Martin Friars jailed for attack on Dylan McCausland
A man who led a gang attack which left his victim "trapped in a broken body" has been jailed for 11 years.
Martin Friars, 35, stamped and kicked on 24-year-old Dylan McCausland as he lay helpless on the ground in Glasgow's Baillieston area on 8 December 2012.
Following the assault, Mr McCausland remained in a coma for 12 months and now needs round-the-clock care.
Friars denied involvement but was convicted of attempted murder last month at the High Court in Glasgow.
When he appeared for sentencing at the High Court in Edinburgh, temporary judge Michael O' Grady QC told Friars that he had no option but to send him to prison.
The judge said: "You have ruined the life of a young man as a consequence of your brutality. You have left him facing a bleak and uncertain future.
"There is no sentence that I can impose that will change that."
Judge O'Grady said the consequences for Mr McCausland had been "utterly catastrophic."
He added: "He is for the rest of his life trapped in a broken body and to make matters worse, is fully understanding of his own fate. That is unspeakable."
The judge also told Friars: "This young man was outnumbered and at various stages defenceless and even unconscious; none of that mattered to you.
"On the available evidence, you were indeed the ringleader in this foul escapade. And it is chilling to recollect the evidence that in its aftermath, and as Mr McCausland lay dreadfully injured, you and the others walked away laughing and joking.
"For you, it would appear that this was little more than recreational violence."
Friars' trial heard that the attack took place at the junction of Bredisholm Road and Ravenswood Road in Baillieston.
He led a gang that cornered Mr McCausland before stamping and kicking him as he lay helpless on the ground.
The court heard that the attack continued even after Mr McCausland had lost consciousness and ended with Friars running from the scene laughing and joking.
Friars insisted throughout his trial that three other men were responsible, but did not call any of them as witnesses.
Members of his family wept loudly in court as he was led to the cells following sentence.

▸ **QUESTIONS TO ANSWER**
1. In the report on the Dylan McCausland attack, write out everything from "The court heard" down to "scene laughing and joking.", changing "lost consciousness" to "passed out".
2. Answer these questions from the report on the Dylan McCausland attack.
(a) How old was Dylan McCausland when he was attacked?
(b) How long did he remain in a coma after the assault?
(c) At which court did Friars appear for sentencing?
3. Say whether each statement agrees with the report on the Dylan McCausland attack, and quote the words that decide it.
(a) Friars was convicted at the High Court in Edinburgh.
(b) The attack took place at the junction of Bredisholm Road and Ravenswood Road.
(c) Friars called the three other men he blamed as witnesses.

▸ **Saved data entries**
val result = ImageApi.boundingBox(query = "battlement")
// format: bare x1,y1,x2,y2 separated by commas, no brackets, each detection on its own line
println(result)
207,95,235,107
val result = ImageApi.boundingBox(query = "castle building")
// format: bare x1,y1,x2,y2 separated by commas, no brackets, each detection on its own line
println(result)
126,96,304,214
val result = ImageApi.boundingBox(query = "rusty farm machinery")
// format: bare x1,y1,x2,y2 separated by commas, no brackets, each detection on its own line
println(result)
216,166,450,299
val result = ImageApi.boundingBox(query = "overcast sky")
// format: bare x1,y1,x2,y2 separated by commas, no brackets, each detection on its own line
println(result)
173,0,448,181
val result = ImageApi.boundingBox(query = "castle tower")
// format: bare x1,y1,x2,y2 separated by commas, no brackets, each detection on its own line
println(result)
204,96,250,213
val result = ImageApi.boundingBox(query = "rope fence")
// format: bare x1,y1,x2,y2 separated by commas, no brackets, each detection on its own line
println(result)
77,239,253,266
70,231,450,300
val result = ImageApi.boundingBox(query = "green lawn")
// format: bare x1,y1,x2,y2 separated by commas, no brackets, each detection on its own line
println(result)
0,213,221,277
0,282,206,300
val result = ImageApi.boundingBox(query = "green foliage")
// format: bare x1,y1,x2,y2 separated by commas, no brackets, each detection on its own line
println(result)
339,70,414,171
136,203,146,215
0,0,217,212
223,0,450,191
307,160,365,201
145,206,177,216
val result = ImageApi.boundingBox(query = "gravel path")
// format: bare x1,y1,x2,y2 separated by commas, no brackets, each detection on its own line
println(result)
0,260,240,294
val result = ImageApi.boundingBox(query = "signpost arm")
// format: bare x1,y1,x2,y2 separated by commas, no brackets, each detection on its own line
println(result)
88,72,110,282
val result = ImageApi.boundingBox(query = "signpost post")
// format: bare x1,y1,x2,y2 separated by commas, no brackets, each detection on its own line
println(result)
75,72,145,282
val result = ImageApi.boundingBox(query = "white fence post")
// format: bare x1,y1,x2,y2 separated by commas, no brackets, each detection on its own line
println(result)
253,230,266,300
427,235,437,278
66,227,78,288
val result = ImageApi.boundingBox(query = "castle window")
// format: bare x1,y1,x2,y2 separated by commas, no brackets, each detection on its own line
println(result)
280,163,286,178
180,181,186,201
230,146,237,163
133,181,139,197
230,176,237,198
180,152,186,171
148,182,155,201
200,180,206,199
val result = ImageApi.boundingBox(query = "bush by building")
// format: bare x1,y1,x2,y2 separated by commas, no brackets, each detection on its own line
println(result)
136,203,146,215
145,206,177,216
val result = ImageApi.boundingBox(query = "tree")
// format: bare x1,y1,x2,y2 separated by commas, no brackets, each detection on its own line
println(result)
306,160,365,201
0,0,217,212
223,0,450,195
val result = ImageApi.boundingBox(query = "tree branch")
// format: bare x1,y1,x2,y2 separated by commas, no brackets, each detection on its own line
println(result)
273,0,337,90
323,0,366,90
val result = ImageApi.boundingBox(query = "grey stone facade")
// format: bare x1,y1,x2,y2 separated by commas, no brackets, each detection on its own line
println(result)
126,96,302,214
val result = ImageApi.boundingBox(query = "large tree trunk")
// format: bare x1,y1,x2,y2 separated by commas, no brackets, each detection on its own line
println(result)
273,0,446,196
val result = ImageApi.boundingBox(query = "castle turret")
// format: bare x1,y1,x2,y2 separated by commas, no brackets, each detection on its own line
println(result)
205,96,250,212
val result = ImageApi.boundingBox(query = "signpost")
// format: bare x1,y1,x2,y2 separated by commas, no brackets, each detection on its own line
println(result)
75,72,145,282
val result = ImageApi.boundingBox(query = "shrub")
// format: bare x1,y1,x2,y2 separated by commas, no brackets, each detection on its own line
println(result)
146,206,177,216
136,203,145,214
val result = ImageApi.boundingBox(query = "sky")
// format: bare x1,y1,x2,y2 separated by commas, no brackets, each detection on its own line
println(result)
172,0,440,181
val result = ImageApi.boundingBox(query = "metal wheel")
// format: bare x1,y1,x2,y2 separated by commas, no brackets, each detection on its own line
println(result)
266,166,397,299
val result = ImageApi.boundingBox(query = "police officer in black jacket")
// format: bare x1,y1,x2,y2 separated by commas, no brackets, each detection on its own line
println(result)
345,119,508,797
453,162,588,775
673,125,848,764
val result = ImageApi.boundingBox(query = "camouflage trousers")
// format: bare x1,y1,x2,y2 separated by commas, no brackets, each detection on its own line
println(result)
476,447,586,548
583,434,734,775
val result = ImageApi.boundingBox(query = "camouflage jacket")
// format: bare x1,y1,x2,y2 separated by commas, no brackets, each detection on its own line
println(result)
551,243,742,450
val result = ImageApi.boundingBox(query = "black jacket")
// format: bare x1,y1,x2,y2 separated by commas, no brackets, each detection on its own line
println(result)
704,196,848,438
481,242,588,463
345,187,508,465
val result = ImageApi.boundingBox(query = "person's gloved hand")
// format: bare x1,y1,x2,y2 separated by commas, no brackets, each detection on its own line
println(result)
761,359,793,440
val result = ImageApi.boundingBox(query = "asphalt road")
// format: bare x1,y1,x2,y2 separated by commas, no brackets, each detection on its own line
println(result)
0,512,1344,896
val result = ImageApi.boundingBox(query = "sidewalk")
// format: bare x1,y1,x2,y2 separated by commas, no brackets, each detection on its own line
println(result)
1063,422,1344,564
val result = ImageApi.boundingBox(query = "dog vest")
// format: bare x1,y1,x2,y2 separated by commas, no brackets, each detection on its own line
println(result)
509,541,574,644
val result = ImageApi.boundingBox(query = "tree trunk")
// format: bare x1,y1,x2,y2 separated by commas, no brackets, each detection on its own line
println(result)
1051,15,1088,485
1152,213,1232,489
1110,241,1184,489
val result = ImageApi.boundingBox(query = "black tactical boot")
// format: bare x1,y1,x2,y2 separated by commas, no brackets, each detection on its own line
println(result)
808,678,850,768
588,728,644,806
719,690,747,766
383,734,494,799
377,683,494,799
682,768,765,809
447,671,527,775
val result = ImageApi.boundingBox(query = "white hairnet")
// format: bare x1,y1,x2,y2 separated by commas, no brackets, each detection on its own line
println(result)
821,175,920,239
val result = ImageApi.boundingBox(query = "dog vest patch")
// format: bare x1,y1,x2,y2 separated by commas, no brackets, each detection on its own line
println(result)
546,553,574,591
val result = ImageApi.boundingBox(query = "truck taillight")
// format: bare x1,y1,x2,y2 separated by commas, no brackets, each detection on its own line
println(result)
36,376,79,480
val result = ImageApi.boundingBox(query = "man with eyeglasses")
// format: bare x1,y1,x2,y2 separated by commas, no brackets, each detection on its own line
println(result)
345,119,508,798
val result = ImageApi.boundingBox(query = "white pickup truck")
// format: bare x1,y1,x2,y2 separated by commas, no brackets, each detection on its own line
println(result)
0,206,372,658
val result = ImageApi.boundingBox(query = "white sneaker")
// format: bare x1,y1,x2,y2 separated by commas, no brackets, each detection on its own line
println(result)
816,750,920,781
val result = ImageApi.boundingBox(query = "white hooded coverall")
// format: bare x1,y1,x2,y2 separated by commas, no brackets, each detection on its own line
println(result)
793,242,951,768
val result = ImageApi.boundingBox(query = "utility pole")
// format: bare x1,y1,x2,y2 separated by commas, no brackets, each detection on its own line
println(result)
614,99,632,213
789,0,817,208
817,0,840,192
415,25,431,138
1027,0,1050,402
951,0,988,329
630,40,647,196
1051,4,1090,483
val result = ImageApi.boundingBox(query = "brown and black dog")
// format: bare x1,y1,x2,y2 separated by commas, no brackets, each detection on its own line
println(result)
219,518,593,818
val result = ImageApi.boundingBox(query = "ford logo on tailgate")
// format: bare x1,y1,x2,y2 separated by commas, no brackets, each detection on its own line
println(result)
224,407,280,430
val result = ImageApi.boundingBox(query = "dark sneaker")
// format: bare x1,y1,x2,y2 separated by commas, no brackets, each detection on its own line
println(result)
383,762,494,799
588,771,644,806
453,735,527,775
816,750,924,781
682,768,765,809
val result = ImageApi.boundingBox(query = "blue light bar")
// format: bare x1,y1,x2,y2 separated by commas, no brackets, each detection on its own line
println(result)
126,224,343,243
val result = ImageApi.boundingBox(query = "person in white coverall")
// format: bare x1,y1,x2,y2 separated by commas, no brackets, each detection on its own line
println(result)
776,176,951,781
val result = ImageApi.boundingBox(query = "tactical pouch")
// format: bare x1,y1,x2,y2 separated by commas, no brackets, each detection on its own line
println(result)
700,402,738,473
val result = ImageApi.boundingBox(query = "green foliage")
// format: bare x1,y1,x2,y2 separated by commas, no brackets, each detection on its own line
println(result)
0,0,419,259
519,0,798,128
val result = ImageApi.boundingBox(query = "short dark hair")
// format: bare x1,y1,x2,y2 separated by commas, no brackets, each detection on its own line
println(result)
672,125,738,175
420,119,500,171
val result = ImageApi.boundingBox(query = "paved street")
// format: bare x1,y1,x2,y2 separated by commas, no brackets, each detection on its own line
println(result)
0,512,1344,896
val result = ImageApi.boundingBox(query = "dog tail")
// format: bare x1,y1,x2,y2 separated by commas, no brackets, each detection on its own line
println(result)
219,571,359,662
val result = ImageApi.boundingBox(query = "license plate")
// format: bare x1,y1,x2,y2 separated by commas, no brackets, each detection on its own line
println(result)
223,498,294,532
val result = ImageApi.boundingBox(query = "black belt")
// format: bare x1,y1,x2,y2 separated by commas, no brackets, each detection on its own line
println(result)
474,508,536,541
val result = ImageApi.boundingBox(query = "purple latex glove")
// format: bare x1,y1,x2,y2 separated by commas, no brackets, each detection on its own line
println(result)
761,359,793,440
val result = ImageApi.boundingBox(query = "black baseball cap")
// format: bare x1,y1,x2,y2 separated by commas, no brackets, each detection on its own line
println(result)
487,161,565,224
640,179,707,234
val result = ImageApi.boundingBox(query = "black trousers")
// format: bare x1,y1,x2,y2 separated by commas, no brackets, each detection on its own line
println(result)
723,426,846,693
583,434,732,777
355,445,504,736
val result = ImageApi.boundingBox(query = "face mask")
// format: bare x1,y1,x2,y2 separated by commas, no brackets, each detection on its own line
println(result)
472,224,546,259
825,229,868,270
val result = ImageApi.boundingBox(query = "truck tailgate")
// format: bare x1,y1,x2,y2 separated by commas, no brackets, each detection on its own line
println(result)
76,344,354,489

▸ **RESULTS IN ORDER**
1.
The court heard that the attack continued even after Mr McCausland had passed out and ended with Friars running from the scene laughing and joking.

2.
(a) 24
(b) 12 months
(c) The High Court in Edinburgh

3.
(a) No: "was convicted of attempted murder last month at the High Court in Glasgow"
(b) Yes: "the attack took place at the junction of Bredisholm Road and Ravenswood Road in Baillieston"
(c) No: "but did not call any of them as witnesses"